#### WHAT THIS EXERCISE ASKS:
**1.** In the OSAHS passage, which measurement is considered the best predictor of OSAHS?
**2.** Summarize the OSAHS passage in two sentences.

#### EXTRACTED TEXT:
⟨

Regardless of the BMI, the distribution of body fat, central obesity in particular, is the relevant factor to consider under these circumstances, with special emphasis on waist/hip ratio and neck circumference-the latter being considered the best predictor of OSAHS.(2) A recent study involving magnetic resonance imaging of the upper airways to evaluate obese individuals with and without OSAHS showed that, in isolation, greater deposition of fat at this anatomical level is not a determining factor for the development of OSAHS.(8) Of special note is the fact that the excessive daytime sleepiness caused by OSAHS is correlated with traffic accidents, as is well documented in the Knorst et al. study appearing in this issue. We pulmonologists are increasingly called upon to manage quality-of-life issues, whether through monitoring environmental pollution, attempting to improve aerobic performance, encouraging smoking cessation, or promoting workplace sanitation, and, by extension, reducing the damage and insults that such factors cause in the lives of our patients. Within this context, the identification and appropriate treatment of individuals suffering from OSAHS will undoubtedly lead to a reduction in the number of traffic accidents, a statistic in which Brazil, sadly, is one of the world champions. Knorst et al., in what I consider the greatest contribution of their study, reported that 238 (79.3%) of the 300 patients studied drove cars on a regular basis, and that 106 (44.5%) of those patients admitted to having dozed off while driving. As would be expected, those patients presented high scores on the sleepiness scale. Classically, individuals with OSAHS have two cardinal complaints: snoring and excessive daytime sleepiness.

⟩

(Stored records)
⟨

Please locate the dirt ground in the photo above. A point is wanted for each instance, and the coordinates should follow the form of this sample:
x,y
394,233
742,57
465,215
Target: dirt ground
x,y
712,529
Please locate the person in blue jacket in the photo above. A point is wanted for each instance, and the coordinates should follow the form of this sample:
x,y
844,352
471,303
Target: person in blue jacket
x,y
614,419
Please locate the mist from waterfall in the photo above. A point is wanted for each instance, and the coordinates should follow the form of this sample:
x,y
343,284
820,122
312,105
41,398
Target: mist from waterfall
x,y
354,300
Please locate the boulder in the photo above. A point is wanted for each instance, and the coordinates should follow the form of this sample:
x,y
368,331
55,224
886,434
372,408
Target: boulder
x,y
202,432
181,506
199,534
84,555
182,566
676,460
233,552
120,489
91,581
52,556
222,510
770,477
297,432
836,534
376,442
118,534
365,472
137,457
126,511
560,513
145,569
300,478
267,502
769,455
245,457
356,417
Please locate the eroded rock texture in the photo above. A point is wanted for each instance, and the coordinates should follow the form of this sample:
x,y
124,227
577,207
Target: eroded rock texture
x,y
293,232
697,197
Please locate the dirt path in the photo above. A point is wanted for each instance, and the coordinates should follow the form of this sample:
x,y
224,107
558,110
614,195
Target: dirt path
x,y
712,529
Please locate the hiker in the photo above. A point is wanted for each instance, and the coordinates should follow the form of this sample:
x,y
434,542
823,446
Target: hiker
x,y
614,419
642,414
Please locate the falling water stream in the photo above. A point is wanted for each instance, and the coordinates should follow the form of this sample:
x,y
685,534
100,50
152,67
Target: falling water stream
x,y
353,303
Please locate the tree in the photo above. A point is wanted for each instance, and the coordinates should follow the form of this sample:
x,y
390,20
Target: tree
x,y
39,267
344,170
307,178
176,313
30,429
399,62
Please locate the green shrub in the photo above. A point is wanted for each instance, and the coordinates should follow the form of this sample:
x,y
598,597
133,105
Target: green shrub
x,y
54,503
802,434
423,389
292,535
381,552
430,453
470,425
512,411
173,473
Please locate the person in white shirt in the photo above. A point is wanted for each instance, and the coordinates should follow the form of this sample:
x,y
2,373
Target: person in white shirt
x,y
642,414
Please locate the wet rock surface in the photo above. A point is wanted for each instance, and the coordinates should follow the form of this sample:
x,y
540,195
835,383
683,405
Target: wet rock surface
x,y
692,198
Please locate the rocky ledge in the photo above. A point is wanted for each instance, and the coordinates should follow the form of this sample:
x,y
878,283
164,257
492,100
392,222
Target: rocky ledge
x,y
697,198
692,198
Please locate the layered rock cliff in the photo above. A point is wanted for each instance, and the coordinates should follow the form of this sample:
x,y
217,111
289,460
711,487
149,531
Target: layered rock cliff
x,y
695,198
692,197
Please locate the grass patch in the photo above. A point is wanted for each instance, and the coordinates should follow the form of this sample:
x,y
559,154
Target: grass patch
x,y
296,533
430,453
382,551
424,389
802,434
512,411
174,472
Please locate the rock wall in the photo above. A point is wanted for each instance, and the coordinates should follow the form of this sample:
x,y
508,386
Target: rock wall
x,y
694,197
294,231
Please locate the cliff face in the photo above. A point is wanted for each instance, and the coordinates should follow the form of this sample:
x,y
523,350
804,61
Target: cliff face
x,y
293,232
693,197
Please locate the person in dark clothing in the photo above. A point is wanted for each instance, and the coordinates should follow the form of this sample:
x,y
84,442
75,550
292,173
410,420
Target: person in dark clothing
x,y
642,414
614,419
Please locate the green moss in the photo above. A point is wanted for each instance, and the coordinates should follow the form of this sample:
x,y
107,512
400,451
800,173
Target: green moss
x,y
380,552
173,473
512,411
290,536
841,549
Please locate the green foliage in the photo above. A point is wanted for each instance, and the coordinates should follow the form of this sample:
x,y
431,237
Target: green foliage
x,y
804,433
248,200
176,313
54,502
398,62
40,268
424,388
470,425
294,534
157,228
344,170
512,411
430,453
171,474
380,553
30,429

⟩

#### TASK-BY-TASK SOLUTIONS:
**1.** Neck circumference.

**2.** Regardless of BMI, body fat distribution (especially central obesity, waist/hip ratio and neck circumference) is the relevant factor in OSAHS, though an MRI study found that upper-airway fat deposition alone does not determine its development. The excessive daytime sleepiness caused by OSAHS is correlated with traffic accidents, and Knorst et al. reported that 238 of 300 patients drove regularly and 106 of those admitted to dozing off while driving.